- **Provided text**
Transformers: Modify BERT/BERT-descendants to be TorchScript-able (not just traceable)

Created on 16 Jun 2020 · 16Comments · Source: huggingface/transformers

🚀 Feature request

Modify BERT models (src/transformers/modeling_bert.py) to conform to TorchScript requirements, so they can be jit.script()-ed, not just jit.trace()-ed (as is currently the only supported option)

Note: I have a working version implementing this, which I would like to contribute.
See below.

Motivation

A scriptable model would allow for variable-length input, offering big speedup gains and simplification (no need to create different models for different input lengths).

In addition, it would avoid other potential pitfalls with tracing (e.g., code paths that are input dependent and not covered by the tracing example input).

Your contribution

I have a working PR that modifies all the models in src/transformers/modeling_bert.py and makes them TorchScript-able. I have not tested it on other models that use BERT components (e.g., albert), but it should be possible to expand the capability to those, as well.

However, it would require some significant work to make it ready for submission: besides formatting, documentation, testing etc., my current version changes the method signatures, and I would need to avoid that to maintain backward-compatibility.

Before putting in that work, I'd like to make sure that such a PR is something you'd be interested in and would be willing to merge in, assuming it meets the requirements.

Source

sbrody18

👍2

Most helpful comment

@sgugger Please see POC implementation in PR above.

sbrody18 on 31 Aug 2020

🎉2

All 16 comments

Hi! This is interesting. Could you resume what are the changes that would be needed in order to have our models scriptable?

LysandreJik on 16 Jun 2020

Sure, mostly my changes fall into these categories:

1. Class members can only be basic types, None, nn.Modules, or list or tuple thereof

Solution: don't save whole config in the model, only individual entries you need, which are basic types
Solution for nn.functional: use the nn.Module equivalent of nn.functional
Solution for other functions: define and call the function globally, not as a class member

2. Inputs are assumed to be Tensors

Solution: use typing to tell TorchScript the types (note - requires typing to be supported. I checked in python 3.7, but not 3.5 or 3.6)

- **Stated exercise 1**
In the BERT TorchScript thread, why does the proposed change store only individual config entries in the model rather than the whole config? Answer in one to three sentences.
- **Stated exercise 2**
Carry on the BERT TorchScript thread from its final line.

- **Entries shown**

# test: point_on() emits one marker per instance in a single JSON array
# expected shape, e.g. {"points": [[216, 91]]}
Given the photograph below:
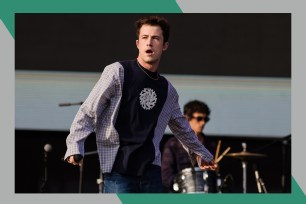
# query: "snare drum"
{"points": [[195, 180]]}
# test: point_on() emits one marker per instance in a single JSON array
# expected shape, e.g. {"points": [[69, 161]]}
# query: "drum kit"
{"points": [[195, 180]]}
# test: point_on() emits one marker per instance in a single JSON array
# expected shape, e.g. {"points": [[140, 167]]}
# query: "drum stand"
{"points": [[244, 156]]}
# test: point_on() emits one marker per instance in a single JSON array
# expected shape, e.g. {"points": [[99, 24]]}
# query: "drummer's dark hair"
{"points": [[196, 106]]}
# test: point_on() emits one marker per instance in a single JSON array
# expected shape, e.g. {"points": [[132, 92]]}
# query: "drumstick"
{"points": [[222, 155], [218, 149]]}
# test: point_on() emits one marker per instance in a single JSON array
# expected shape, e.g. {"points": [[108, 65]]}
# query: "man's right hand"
{"points": [[76, 159]]}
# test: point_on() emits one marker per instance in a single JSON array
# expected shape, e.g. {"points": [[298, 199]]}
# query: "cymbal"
{"points": [[245, 155]]}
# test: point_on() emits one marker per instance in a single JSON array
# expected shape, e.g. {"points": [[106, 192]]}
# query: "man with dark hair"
{"points": [[129, 109], [175, 158]]}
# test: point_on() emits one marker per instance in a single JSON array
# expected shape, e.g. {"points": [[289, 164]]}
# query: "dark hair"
{"points": [[196, 106], [154, 21]]}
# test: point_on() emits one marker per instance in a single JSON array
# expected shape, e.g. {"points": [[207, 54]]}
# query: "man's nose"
{"points": [[149, 42]]}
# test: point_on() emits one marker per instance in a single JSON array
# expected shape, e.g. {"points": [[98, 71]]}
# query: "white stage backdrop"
{"points": [[246, 106]]}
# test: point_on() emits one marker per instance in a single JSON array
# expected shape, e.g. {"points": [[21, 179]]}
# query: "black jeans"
{"points": [[150, 182]]}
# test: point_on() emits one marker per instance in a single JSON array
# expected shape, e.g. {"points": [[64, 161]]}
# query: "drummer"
{"points": [[175, 157]]}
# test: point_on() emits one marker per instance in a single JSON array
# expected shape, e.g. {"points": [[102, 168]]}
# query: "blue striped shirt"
{"points": [[99, 112]]}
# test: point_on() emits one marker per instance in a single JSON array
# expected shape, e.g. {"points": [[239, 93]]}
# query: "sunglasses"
{"points": [[200, 118]]}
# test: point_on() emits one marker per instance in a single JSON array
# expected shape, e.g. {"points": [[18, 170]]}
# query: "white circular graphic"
{"points": [[147, 98]]}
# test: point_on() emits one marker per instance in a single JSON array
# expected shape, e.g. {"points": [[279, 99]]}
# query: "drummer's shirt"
{"points": [[142, 101]]}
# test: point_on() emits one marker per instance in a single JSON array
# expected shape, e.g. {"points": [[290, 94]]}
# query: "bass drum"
{"points": [[195, 180]]}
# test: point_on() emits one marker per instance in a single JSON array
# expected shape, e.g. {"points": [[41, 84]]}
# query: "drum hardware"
{"points": [[195, 180], [245, 156]]}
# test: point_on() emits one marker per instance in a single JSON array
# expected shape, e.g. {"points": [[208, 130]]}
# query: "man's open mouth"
{"points": [[149, 51]]}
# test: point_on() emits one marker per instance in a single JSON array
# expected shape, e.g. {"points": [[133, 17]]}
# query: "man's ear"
{"points": [[165, 46]]}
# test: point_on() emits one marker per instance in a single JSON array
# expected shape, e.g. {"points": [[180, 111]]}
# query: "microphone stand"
{"points": [[99, 181], [45, 175]]}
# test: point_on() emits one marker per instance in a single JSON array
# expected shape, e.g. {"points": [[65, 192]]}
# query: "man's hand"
{"points": [[75, 160], [206, 165]]}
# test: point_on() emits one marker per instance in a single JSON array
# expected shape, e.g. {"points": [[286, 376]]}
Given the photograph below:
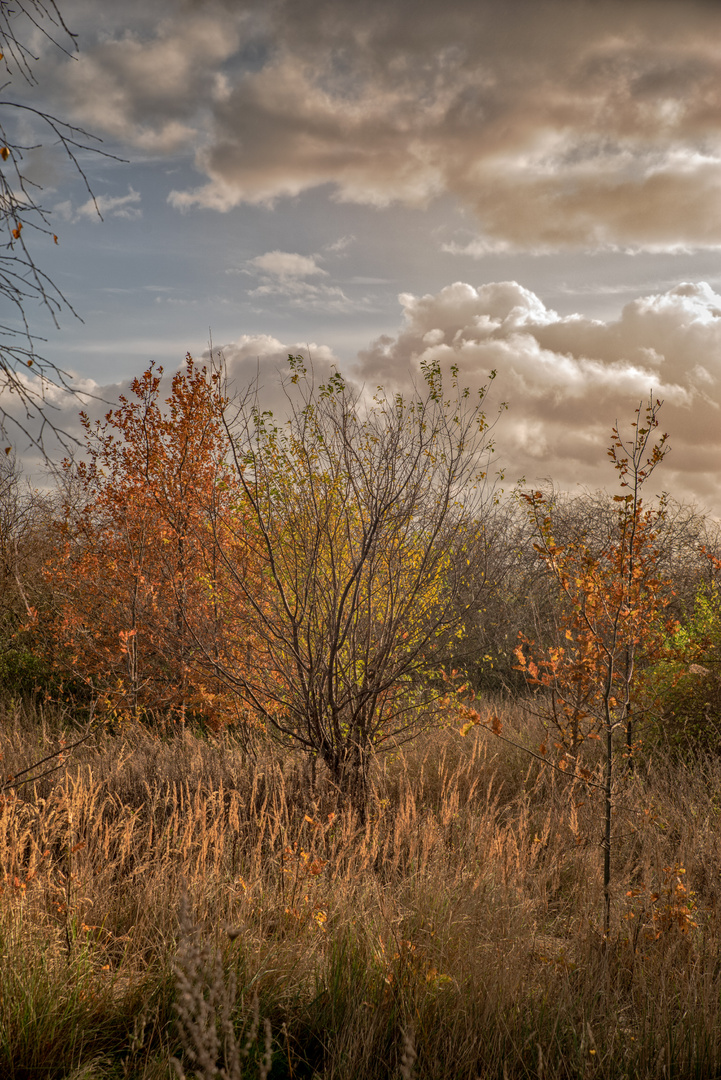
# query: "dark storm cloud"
{"points": [[558, 123], [567, 380]]}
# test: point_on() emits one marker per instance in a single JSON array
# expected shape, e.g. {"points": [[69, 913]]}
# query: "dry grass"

- **Result 1**
TorchScript allows class members to be only basic types, None, nn.Modules, or lists or tuples of these. Storing only the needed individual config entries, which are basic types, satisfies that rule, while a whole config object would not.

- **Result 2**
3. TorchScript can't figure out that an Optional is not None

Solution: add assertions to help TorchScript

4. Variable types are not allowed to change depending on conditionals

Solution: use consistent types (with Optional to tell TorchScript that a variable/argument can be None) - this is where I had to change the interface, since current BERT models can optionally return attention probabilities. Had to change so that they always return the same sized output tuple, with None values, instead).

5. TorchScript can't handle the expand (*) operator on lists

Solution: explicitly enumerate the arguments

6. You can't use nn.Modules as local variables (take variable number of args)

Solution: use the nn.functional equivalents of the modules.

7. TorchScript doesn't know about nn.ModuleList's enumerate

Solution: use a regular for loop

Most of these are pretty small changes and do not affect the logic. #4 and #1c can be tricky, and #5 might be an issue with recent changes made here: https://github.com/huggingface/transformers/pull/4874

sbrody18 on 16 Jun 2020

Hi @sbrody18,

Thanks for opening this issue and taking the time to dive into our TorchScript support.

Regarding _A scriptable model would allow for variable-length input, offering big speedup gains and simplification_:

Do you have some numbers to compare against the current transformers library? We ran some TorchScript tests and the differences where not that huge at that time, may be this has changed since? I (and probably others) would be very interested in knowing more on this aspect.

Regarding the list of changes you suggested:

I'm currently not really in favour of such changes as they are almost changing all the way the library is designed and would have an impact on all the models. Some of them might be further discussed if there are real performance benefits.

mfuntowicz on 17 Jun 2020

Hi @mfuntowicz,
My co-workers and I have run the experiments that show that inference time scales more-or-less linearly with the input size (also supported in the linked article below).

Assuming you are trying to run in C++ (which is the reason to use TorchScript), the current solution, using trace() means that you can only use fixed length input - you have to set a large value for max_length to support your longest expected input, and zero-pad all input to the max-length.
That means if your max_length is 1000 tokens and your average length is 20 tokens, your inference is taking 50x longer than it should.
You can see an example of how big a difference this makes, here, under 'Scenario #3: Smaller Inputs (Dynamic Shapes)'.

I'm guessing the tests you ran were focused specifically on the technical behavior of the models on a fixed input set and didn't take into account the max-length issue. Also, this is only an issue if you need to use TorchScript in order to run in C++.

Re. the change to design, my intention is to keep the model changes to a minimum (e.g., adding type hints and asserts does not change the design at all) and make sure they are fully backwards compatible. There would still be some changes required, but I don't think they are drastic.

As I said in the original post, I have a PR where I did a lot of the work, and I'd be happy to work with someone to figure out how to get it to a state where it can be merged.

sbrody18 on 17 Jun 2020

@sbrody18 do you mind sharing your fork ?

eellison on 2 Jul 2020

Yes, I can do so, but it may have to wait a week or two - things are busy at the moment.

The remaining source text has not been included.